## [Objective]
Omit the pictures and retype only the lines from the one containing "long black hair" through the end of the listing, both ends included.

----- Supplied data -----

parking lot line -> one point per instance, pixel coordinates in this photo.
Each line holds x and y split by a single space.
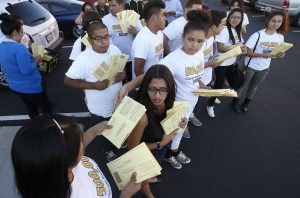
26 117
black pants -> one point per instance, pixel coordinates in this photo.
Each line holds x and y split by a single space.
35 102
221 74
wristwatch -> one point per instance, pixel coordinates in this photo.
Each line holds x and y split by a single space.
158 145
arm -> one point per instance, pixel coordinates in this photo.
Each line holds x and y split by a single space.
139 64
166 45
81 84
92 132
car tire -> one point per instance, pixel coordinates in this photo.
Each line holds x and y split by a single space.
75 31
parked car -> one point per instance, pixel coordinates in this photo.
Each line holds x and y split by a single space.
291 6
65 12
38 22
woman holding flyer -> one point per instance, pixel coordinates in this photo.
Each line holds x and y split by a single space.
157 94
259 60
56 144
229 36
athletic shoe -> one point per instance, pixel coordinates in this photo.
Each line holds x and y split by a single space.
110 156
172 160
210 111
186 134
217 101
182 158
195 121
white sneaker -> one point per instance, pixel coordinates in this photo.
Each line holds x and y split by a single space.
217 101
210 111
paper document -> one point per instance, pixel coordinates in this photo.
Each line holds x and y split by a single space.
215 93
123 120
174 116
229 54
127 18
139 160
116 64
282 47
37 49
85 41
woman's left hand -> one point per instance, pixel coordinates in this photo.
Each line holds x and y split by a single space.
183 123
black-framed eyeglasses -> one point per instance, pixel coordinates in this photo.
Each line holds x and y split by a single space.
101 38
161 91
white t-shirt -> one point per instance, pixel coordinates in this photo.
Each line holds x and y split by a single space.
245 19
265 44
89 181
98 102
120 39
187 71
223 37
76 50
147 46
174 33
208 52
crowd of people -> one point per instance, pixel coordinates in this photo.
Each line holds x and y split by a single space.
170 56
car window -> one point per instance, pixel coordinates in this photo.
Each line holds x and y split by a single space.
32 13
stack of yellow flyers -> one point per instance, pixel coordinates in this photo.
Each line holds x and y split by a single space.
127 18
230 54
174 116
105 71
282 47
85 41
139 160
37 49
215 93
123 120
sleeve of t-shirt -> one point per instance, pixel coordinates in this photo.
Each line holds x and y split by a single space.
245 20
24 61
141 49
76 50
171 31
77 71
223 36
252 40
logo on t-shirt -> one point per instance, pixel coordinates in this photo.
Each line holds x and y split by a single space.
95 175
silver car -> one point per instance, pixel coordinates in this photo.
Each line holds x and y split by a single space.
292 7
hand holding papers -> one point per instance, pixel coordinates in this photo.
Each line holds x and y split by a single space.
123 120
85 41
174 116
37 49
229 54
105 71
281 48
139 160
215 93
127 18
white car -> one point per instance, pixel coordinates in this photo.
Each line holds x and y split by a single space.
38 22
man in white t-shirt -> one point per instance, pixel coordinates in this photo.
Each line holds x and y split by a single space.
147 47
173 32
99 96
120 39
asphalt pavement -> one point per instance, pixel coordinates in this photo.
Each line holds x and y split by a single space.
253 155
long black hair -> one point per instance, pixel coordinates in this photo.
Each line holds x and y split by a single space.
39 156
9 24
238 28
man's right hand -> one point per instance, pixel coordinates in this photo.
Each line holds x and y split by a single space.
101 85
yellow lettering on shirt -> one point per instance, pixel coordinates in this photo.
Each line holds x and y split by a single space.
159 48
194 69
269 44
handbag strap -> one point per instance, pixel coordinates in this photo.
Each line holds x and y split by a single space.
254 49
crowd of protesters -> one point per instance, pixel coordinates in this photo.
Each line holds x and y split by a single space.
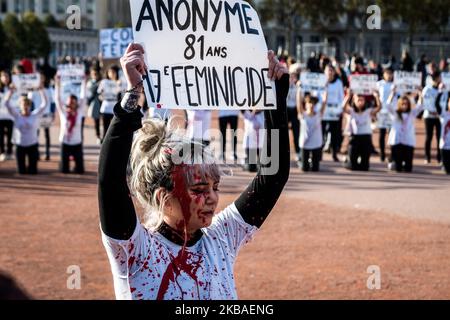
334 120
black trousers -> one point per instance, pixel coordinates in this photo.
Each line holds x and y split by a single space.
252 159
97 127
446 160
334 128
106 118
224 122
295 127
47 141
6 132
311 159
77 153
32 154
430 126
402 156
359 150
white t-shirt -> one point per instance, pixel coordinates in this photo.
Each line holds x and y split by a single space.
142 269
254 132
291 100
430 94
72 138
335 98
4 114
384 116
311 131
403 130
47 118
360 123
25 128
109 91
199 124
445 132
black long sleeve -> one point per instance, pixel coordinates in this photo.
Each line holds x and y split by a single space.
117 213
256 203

-----

## [Answer in full]
long black hair -> one point per instance, pixel coordinates in this photo.
Each line holds x and y split by a single space.
39 156
9 24
238 28
man's right hand -> one point per instance, pixel coordinates in this photo.
Each line holds x and y split by a single space.
101 85
yellow lettering on shirt -> one point per instance, pixel coordinates in this photo.
Each line holds x and y split by a single space.
159 48
194 69
269 44
handbag strap -> one point per instance, pixel coordinates in this photo.
Each line holds x and y split by a single space.
254 49
crowd of protesters -> one point per instance, pixel coordinates in this photo.
Each line holds x and y split by a single space.
334 120
black trousers -> one point per instance, pixel coordinates in this photo.
Each line holds x and y split by a single space.
252 159
97 127
446 160
334 128
106 118
224 122
295 127
47 141
6 132
311 159
77 153
32 154
430 126
402 156
359 150
white t-shirt -> one point per instance, pixel coordinates in this photo.
Each line holds x and y split by a single space.
142 269
254 132
291 100
430 94
72 138
335 98
4 114
384 116
311 131
403 130
47 118
360 123
25 128
109 91
199 124
445 132
black long sleeve -> one point per instance, pixel coordinates in this photo.
Each line holds x and y split by a single space.
117 213
256 203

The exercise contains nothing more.